> _Exercise goal_
Look through the data below and extract, unchanged, the lines from the one that contains "Spot every yellow petal." to the one that contains "Spot every insect foreleg.", both included.

> _Provided material_
=======
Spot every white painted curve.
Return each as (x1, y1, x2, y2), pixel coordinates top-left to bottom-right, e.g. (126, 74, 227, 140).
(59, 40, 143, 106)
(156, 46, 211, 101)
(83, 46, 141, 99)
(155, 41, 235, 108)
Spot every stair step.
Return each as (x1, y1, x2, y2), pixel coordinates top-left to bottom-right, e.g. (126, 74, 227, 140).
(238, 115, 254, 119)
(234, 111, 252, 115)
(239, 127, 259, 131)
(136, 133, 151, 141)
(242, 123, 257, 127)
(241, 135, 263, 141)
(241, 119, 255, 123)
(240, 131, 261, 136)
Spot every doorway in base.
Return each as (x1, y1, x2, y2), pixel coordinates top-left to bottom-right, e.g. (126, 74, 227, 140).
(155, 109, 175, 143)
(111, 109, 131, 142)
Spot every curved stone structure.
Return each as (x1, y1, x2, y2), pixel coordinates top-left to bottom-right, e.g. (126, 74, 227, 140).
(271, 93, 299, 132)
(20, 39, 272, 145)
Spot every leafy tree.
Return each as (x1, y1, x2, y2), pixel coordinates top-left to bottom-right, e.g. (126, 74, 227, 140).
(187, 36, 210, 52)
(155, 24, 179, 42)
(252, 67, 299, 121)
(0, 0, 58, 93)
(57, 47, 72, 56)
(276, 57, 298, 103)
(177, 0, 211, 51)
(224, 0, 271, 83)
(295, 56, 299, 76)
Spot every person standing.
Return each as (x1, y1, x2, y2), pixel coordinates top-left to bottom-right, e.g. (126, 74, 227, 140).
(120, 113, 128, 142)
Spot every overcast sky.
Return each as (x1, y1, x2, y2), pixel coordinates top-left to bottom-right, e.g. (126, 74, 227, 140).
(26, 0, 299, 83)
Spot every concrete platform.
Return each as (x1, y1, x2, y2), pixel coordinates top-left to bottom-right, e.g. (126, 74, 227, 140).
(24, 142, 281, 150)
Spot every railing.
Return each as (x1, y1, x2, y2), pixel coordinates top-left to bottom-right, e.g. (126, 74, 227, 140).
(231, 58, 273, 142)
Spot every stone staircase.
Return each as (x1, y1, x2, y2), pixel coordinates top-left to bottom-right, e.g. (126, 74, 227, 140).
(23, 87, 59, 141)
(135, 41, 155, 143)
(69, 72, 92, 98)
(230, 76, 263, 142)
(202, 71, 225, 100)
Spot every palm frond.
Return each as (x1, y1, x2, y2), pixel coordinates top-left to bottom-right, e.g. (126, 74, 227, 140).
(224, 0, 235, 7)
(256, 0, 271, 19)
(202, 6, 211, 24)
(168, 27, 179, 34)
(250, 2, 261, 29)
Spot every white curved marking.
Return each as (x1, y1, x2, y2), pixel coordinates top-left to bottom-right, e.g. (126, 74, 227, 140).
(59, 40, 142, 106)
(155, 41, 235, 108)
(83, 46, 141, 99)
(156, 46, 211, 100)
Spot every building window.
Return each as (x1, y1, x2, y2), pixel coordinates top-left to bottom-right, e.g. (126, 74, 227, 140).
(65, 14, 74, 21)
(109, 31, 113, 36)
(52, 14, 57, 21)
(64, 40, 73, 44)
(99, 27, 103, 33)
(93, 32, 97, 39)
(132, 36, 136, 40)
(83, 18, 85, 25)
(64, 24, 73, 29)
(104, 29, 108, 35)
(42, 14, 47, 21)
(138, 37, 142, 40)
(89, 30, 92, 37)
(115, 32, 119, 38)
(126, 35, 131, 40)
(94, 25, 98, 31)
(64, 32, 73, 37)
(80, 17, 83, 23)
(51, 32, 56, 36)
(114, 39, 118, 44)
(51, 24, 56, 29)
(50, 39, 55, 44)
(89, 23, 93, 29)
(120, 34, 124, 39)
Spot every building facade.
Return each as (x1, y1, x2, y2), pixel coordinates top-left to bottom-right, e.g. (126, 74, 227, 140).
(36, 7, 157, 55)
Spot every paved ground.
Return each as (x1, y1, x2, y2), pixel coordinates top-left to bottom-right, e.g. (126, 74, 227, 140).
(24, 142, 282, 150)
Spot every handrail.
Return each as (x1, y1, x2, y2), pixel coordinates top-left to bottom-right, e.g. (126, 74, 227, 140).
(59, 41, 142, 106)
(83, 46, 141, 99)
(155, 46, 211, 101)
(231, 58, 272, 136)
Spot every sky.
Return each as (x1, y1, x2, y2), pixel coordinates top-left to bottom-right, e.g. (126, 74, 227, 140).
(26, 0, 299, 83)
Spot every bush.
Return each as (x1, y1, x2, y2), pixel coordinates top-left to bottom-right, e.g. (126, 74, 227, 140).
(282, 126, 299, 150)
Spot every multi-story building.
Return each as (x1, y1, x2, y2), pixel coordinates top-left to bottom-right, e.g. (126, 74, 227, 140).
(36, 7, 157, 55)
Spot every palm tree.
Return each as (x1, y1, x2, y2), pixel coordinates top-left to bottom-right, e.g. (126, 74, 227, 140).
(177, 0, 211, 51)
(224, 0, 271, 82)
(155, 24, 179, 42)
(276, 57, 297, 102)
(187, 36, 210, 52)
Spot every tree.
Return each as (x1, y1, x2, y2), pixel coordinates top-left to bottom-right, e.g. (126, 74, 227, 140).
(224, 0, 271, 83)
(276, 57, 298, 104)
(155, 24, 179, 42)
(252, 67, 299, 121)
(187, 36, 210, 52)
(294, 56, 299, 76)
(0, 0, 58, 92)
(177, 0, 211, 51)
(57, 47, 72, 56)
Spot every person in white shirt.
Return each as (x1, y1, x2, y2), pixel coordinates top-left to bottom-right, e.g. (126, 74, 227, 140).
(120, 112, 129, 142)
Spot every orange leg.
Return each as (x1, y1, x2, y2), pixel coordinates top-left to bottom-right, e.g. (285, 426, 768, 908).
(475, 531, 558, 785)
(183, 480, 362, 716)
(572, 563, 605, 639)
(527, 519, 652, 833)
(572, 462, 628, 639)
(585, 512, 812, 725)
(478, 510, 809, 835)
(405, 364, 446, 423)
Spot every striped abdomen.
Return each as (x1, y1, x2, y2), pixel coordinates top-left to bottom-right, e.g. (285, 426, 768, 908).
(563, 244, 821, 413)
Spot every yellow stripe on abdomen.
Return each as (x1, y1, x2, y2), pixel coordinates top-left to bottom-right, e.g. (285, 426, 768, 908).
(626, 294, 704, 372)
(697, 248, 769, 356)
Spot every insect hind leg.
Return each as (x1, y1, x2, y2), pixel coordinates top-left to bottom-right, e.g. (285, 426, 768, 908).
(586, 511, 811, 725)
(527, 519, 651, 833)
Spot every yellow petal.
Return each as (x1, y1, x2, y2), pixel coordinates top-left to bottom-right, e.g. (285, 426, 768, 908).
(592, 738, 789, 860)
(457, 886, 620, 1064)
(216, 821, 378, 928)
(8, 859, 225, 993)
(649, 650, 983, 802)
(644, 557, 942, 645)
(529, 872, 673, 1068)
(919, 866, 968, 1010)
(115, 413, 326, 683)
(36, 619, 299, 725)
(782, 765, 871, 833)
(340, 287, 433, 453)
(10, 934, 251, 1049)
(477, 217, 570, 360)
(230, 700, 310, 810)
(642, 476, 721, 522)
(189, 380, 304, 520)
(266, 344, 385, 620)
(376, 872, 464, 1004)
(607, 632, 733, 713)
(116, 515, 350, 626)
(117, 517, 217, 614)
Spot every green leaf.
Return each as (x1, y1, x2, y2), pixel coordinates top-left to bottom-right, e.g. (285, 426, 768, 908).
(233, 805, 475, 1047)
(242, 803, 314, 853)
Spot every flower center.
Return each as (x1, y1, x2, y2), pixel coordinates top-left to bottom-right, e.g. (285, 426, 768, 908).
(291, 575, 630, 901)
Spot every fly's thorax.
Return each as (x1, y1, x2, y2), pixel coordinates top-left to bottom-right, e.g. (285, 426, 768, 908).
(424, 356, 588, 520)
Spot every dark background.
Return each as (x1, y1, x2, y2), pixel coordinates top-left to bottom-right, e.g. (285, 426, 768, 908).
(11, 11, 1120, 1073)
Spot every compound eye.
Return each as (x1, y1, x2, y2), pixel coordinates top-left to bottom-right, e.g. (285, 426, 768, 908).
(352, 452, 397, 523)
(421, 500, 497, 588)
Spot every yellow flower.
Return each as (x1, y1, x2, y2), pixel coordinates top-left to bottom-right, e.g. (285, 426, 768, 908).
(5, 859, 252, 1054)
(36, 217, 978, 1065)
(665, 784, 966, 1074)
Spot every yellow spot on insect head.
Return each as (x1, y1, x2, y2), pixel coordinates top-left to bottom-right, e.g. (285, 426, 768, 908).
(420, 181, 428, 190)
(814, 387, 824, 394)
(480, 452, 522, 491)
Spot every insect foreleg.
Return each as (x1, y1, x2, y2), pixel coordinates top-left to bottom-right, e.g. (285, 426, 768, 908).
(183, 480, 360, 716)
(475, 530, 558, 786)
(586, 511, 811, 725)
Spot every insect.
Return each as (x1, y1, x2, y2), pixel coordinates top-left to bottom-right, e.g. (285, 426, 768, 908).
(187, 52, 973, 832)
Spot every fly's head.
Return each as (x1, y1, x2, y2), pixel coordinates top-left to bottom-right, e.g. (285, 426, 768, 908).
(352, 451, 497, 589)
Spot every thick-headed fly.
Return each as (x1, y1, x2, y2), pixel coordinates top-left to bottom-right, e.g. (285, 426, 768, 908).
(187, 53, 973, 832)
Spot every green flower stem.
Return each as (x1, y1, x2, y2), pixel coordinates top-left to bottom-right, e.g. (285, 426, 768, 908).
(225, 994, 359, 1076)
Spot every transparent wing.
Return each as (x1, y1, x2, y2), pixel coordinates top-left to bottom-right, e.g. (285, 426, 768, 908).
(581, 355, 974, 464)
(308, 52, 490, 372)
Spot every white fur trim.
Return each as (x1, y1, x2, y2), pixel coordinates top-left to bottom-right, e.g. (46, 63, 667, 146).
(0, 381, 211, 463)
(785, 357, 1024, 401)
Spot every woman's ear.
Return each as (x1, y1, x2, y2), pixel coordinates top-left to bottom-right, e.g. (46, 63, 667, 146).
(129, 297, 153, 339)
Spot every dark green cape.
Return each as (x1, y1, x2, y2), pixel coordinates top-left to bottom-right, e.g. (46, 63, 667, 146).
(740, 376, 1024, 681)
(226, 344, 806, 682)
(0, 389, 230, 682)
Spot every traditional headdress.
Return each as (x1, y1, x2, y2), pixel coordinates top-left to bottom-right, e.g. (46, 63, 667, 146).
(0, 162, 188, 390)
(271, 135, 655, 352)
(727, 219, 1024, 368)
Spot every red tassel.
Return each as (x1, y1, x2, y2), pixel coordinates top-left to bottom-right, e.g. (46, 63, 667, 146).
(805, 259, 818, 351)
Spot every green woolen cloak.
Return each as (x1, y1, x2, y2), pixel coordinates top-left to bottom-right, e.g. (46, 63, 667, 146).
=======
> _Result_
Spot every yellow petal.
Return each as (x1, y1, x2, y2), pixel coordinates top-left to bottom-right, e.g. (285, 426, 768, 908).
(592, 738, 789, 860)
(457, 886, 620, 1064)
(216, 821, 378, 928)
(8, 859, 225, 993)
(649, 650, 983, 802)
(644, 557, 942, 645)
(529, 872, 673, 1068)
(919, 866, 968, 1010)
(115, 413, 326, 683)
(36, 619, 299, 725)
(782, 765, 871, 833)
(340, 287, 433, 453)
(10, 934, 251, 1049)
(477, 217, 570, 360)
(230, 700, 310, 810)
(642, 476, 721, 522)
(189, 380, 304, 520)
(266, 344, 385, 620)
(376, 872, 464, 1004)
(607, 632, 733, 713)
(116, 515, 350, 626)
(117, 517, 217, 614)
Spot every green leaf.
Return each as (x1, y1, x2, y2), pixel coordinates top-left to bottom-right, e.g. (285, 426, 768, 908).
(233, 805, 475, 1047)
(242, 803, 314, 853)
Spot every flower center.
Return each as (x1, y1, x2, y2), pixel coordinates top-left to bottom-right, e.g. (285, 426, 768, 908).
(291, 575, 630, 901)
Spot every fly's thorax.
Return each as (x1, y1, x2, y2), pixel coordinates top-left to bottom-right, e.g. (285, 426, 768, 908).
(424, 356, 588, 520)
Spot every dark background.
Return each as (x1, y1, x2, y2), pixel coordinates top-left to bottom-right, e.g. (285, 426, 768, 908).
(11, 11, 1120, 1073)
Spot every compound eye.
Return each as (x1, y1, x2, y2), pixel coordinates top-left to bottom-right, e.g. (285, 426, 768, 908).
(352, 452, 397, 523)
(421, 500, 497, 588)
Spot every yellow flower.
Return each as (x1, y1, x2, y2), pixel coordinates top-left to bottom-right, e.g. (285, 426, 768, 908).
(5, 859, 252, 1054)
(36, 217, 978, 1065)
(665, 784, 966, 1074)
Spot every yellow spot on insect head.
Return each as (x1, y1, x2, y2), pixel coordinates top-left to bottom-right, e.g. (285, 426, 768, 908).
(420, 181, 428, 190)
(814, 387, 824, 394)
(480, 452, 522, 491)
Spot every insect foreleg.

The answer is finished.